+++ Text block
The Ojai Music Festival Is Now
John Adams Mixes a Potent Broth
By: Susan Hall - Sep 22, 2021
The annual Ojai Music Festival is arguably the most exciting music event in this country. It “monitors the everchanging mood and directions of our musical atmosphere.” A challenge to be sure. A challenge which is richly met and then some.
The notion this year, floating in the pink light that bathes the Ojai Valley, is that all music is now. While this may take a moment to grasp, performance of any music happens in the moment. Performers and audience alike take it in, the more deeply they inhale, the more satisfying the experience.
John Adams was music director for the 2021 homecoming. He had first directed the festival in 1993. The new artistic and executive director, Ara Guzelimian, fought with the composer to include his own music. He succeeded in convincing Adams to include the spirited Book of Alleged Dances on the first night, and to conclude the concert with Rhiannon Giddens singing Kitty’s aria from Dr. Atomic and “I was looking at the ceiling and then I saw the sky.”
The inclusion of Giddens throughout the festival was a masterful stroke. Currently all arts institutions are trying to make the case for diversity on stage. Some worthy efforts land awkward and obvious. Giving Giddens, the new artistic director of The Silk Road, an evening to present herself, a veritable potpourri of ethnic mixing, including African American and Native American, was perfect. She more than merits her rising star.
++++++
+++ Data provided
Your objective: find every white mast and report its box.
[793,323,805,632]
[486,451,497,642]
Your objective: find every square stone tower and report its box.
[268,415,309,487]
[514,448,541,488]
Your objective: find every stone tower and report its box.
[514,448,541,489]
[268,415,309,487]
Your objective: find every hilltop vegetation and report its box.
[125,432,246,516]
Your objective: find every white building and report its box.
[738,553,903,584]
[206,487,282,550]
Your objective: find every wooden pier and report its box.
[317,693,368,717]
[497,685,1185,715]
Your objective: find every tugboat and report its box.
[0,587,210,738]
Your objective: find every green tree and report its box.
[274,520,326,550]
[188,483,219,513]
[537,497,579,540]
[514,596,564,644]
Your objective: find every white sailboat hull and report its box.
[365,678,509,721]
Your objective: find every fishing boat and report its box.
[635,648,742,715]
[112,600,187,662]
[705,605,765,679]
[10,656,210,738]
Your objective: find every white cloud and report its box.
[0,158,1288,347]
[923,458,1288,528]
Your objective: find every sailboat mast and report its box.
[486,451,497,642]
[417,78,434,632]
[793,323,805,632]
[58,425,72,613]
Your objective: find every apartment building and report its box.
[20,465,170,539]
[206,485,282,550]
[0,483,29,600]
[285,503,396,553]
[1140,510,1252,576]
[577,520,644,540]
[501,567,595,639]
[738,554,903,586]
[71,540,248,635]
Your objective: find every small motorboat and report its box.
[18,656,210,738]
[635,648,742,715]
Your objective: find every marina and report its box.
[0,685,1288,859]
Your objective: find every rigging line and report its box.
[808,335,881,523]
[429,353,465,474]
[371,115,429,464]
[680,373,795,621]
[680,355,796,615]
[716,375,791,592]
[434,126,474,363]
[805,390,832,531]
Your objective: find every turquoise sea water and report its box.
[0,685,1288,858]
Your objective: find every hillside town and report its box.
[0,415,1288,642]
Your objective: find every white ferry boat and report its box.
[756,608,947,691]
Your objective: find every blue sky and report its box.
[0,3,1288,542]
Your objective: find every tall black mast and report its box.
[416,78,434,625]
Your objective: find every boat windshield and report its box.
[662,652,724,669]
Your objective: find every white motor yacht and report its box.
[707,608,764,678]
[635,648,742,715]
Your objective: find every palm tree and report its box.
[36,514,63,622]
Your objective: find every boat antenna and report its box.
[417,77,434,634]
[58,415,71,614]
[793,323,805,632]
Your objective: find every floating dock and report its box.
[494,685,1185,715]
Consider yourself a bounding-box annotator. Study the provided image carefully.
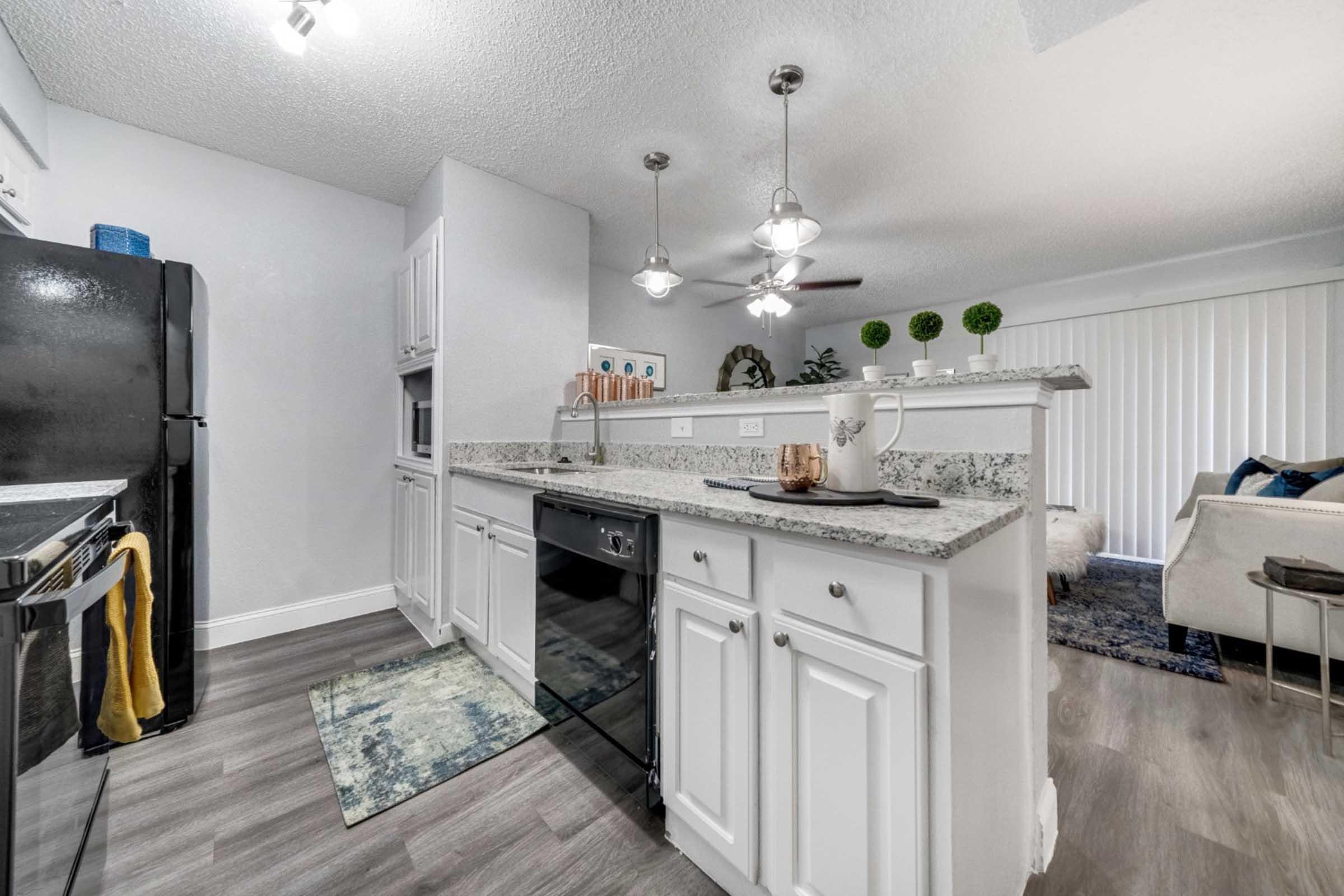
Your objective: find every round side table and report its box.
++++++
→ Things to do:
#1 Retype the Ojai Music Festival article from "The Ojai Music" up to and including "satisfying the experience.".
#2 According to the Ojai Music Festival article, in what year did John Adams first direct the festival?
#3 Carry on the Ojai Music Festival article, starting after its last sentence.
The items play no role in this work.

→ Task-by-task results:
#1
The Ojai Music Festival Is Now
John Adams Mixes a Potent Broth
By: Susan Hall - Sep 22, 2021
The annual Ojai Music Festival is arguably the most exciting music event in this country. It “monitors the everchanging mood and directions of our musical atmosphere.” A challenge to be sure. A challenge which is richly met and then some.
The notion this year, floating in the pink light that bathes the Ojai Valley, is that all music is now. While this may take a moment to grasp, performance of any music happens in the moment. Performers and audience alike take it in, the more deeply they inhale, the more satisfying the experience.

#2 1993

#3
Clearly committed heart and soul to giving credit where credit is due, Giddens told the story of Alberta Hunter, who wrote "Nobody Wants You When You’re Down and Out”, a song often attributed to Eric Clapton. Unable to support herself as a musician, Hunter lied about her age to get into nursing school. After thirty years as a nurse, (and very late retirement after she was casting herself as a decade younger than her actual years), she returned to the music circuit, cutting a compelling figure. Giddens sings Hunter’s song with passion and conviction, giving full credit to the creator.
A striking case for music being now was made by the Icelandic pianist Vikingur Olafsson. Adams had met him during a three months stay in Europe and was captivated by his pianism and his programming.
In the first part of his solo concert, Olafsson played in succession the work of Jean Philippe Rameau, Claude Debussy and Philip Glass. Olafsson's touch is delicate but his ideas emerge clearly. Debussy himself was captivated by Rameau. He wrote that Rameau had captured space and time to make his work seem contemporary. Glass so admired Olafsson’s performance of his own Etudes, written to improve his personal technique, that he invited Olafsson to tour with him.
The Steinway technicians who accompany their artists (Olafsson among them) were particularly careful to keep the tinkling top of the instrument bell-like and shimmering. It was very Now.